To be done =>
Report each line of the entries below that contains the string "headlight", matching case exactly.

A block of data
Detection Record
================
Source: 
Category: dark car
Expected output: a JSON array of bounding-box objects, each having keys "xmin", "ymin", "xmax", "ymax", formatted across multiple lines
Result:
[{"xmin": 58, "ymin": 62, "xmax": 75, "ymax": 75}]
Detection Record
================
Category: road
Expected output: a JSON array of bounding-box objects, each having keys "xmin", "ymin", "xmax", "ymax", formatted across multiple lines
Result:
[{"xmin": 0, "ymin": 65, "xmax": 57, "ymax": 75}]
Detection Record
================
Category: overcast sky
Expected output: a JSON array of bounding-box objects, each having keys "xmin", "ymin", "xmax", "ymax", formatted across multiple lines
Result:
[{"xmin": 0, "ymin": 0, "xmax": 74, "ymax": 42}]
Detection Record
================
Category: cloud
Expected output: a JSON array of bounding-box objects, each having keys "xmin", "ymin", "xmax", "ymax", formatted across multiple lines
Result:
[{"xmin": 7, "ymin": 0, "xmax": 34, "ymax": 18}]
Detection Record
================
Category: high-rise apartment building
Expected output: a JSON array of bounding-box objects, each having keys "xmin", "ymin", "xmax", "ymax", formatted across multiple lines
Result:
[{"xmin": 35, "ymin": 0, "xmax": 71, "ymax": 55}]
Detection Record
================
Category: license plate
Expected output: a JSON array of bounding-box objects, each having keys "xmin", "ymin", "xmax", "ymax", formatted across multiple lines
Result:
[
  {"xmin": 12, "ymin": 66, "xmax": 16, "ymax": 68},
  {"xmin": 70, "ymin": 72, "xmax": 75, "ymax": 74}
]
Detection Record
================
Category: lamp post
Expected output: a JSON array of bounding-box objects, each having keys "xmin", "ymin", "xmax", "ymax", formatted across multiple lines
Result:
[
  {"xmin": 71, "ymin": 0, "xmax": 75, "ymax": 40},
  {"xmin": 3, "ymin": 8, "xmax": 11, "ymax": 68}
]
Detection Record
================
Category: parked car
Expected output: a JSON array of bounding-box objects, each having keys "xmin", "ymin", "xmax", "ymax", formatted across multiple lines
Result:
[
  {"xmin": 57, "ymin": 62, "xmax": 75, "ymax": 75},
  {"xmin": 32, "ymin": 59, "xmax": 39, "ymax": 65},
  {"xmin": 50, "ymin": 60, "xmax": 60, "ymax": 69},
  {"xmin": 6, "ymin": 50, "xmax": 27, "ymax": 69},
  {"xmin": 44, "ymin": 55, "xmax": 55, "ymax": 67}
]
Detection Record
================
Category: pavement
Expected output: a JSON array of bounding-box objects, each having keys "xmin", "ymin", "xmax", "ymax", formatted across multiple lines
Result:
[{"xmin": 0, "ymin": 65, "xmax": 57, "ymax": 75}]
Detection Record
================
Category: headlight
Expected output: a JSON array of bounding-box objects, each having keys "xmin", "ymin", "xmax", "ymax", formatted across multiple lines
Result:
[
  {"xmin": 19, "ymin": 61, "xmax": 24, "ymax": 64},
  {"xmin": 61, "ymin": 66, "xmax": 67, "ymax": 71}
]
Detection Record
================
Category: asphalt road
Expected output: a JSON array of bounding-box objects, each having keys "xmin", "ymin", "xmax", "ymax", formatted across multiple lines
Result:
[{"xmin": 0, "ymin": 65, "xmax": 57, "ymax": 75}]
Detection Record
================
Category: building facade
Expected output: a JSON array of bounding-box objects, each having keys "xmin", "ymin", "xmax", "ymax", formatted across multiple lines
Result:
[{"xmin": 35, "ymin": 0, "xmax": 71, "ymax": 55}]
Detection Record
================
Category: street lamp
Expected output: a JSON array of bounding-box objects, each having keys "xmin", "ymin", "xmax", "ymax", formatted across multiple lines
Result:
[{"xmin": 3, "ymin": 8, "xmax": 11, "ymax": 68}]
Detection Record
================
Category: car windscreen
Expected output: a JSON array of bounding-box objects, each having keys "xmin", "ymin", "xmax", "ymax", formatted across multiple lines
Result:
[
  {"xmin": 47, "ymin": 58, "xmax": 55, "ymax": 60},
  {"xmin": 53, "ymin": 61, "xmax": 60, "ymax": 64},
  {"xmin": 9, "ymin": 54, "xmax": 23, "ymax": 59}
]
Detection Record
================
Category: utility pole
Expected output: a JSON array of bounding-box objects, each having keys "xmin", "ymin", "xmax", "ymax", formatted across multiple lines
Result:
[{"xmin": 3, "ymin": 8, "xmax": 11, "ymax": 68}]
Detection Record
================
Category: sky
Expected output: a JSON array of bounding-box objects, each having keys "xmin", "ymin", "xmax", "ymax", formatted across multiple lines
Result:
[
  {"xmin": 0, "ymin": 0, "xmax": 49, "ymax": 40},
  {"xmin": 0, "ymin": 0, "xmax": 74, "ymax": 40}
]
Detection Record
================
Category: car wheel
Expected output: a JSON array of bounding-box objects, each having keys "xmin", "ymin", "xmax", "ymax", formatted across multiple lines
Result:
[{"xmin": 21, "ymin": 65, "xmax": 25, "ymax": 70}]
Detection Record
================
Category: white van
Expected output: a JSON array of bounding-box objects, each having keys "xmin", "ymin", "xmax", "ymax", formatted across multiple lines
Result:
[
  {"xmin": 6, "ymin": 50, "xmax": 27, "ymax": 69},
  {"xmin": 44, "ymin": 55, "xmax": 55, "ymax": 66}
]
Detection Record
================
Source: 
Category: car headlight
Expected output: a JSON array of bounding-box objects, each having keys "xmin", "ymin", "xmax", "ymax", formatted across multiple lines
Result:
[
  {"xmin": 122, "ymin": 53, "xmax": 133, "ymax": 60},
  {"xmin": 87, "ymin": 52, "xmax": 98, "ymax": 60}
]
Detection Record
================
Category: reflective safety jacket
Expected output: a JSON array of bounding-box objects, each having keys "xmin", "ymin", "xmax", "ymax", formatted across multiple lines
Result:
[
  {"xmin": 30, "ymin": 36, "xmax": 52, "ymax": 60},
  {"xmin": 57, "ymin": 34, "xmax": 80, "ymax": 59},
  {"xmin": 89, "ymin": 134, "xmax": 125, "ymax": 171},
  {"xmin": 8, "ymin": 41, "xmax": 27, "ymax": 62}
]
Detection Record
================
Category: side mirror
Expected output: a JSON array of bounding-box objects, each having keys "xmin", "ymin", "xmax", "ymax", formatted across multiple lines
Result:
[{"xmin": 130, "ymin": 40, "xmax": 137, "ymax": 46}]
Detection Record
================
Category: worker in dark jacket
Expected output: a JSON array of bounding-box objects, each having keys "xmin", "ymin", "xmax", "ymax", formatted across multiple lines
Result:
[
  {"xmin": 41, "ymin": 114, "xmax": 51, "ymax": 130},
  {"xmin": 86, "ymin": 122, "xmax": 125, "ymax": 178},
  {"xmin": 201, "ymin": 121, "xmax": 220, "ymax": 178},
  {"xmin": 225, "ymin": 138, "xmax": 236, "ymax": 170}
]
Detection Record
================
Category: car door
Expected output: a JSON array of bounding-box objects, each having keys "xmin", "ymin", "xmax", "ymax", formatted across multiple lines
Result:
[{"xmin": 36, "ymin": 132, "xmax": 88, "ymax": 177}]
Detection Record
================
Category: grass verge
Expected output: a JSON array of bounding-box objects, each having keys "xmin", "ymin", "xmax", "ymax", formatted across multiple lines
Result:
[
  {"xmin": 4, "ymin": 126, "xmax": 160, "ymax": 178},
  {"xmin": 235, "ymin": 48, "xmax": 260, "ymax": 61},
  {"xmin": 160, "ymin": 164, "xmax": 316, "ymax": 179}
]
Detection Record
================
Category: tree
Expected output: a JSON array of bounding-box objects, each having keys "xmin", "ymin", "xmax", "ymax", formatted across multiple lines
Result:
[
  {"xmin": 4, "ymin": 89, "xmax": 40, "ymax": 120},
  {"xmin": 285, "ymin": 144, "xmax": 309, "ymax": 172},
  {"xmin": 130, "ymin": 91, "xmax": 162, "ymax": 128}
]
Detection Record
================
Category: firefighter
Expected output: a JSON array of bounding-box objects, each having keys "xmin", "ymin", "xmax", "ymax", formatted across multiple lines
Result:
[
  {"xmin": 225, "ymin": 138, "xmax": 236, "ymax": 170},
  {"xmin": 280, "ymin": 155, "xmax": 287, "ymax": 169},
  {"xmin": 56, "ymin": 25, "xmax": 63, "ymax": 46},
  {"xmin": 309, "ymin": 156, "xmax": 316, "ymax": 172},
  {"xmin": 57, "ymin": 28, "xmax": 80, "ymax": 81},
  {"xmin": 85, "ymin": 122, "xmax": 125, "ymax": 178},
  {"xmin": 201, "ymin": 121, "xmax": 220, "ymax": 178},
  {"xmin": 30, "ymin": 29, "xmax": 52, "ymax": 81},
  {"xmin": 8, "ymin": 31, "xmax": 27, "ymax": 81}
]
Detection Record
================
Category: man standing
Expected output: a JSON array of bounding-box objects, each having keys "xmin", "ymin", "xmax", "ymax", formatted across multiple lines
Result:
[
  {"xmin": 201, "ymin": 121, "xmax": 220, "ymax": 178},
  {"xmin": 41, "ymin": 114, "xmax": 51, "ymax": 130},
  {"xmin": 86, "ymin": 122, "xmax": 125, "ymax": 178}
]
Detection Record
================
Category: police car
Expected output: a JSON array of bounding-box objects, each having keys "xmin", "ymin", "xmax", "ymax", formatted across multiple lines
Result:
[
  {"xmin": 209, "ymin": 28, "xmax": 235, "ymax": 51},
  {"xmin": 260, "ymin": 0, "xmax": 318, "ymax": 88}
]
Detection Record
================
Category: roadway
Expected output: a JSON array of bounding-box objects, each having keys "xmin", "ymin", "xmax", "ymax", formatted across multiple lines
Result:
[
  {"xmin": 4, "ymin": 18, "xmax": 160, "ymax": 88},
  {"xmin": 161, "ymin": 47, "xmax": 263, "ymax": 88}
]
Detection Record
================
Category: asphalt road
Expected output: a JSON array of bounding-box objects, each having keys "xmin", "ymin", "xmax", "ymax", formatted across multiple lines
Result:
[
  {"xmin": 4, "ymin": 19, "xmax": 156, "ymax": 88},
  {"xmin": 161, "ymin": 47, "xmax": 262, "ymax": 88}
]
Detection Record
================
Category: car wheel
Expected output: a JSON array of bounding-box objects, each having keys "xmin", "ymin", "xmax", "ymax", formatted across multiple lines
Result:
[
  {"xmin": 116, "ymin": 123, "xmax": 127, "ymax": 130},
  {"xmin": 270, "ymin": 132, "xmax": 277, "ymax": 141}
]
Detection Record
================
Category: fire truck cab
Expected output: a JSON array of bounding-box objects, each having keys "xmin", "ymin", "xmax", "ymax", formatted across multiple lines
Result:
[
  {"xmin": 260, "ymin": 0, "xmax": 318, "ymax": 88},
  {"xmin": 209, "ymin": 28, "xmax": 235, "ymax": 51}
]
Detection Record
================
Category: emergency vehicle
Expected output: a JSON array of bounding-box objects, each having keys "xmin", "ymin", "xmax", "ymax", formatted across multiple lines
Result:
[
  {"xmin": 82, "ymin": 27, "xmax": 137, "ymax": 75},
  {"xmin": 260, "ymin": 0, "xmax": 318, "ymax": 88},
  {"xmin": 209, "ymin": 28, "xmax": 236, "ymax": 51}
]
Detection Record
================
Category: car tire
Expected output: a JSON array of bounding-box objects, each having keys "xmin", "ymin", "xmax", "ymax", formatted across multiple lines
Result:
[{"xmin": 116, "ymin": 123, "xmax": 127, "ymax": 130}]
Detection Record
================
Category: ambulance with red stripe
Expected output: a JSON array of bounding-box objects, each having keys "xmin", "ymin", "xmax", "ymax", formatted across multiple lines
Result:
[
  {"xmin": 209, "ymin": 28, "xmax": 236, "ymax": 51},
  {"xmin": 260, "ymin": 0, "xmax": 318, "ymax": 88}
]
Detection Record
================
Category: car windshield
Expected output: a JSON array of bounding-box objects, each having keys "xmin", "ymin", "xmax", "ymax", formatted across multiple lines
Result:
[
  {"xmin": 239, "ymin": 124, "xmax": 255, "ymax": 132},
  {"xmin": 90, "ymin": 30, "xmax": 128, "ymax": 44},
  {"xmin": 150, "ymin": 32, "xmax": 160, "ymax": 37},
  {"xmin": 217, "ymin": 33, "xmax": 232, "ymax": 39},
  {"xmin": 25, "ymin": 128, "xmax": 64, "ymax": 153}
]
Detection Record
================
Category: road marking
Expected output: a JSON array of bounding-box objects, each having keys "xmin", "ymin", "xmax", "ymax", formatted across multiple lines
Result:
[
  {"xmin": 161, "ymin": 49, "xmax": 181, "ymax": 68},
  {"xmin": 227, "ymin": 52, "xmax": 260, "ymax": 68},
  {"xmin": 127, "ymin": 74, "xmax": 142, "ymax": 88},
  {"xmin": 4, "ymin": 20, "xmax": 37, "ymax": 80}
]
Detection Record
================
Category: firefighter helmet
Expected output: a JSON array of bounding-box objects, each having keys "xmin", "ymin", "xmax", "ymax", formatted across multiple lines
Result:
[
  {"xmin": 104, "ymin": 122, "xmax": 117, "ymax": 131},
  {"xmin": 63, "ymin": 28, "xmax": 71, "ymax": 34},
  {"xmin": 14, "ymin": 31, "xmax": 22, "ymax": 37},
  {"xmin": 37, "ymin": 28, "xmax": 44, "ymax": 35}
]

Complete output =>
Category: headlight
Category: car headlight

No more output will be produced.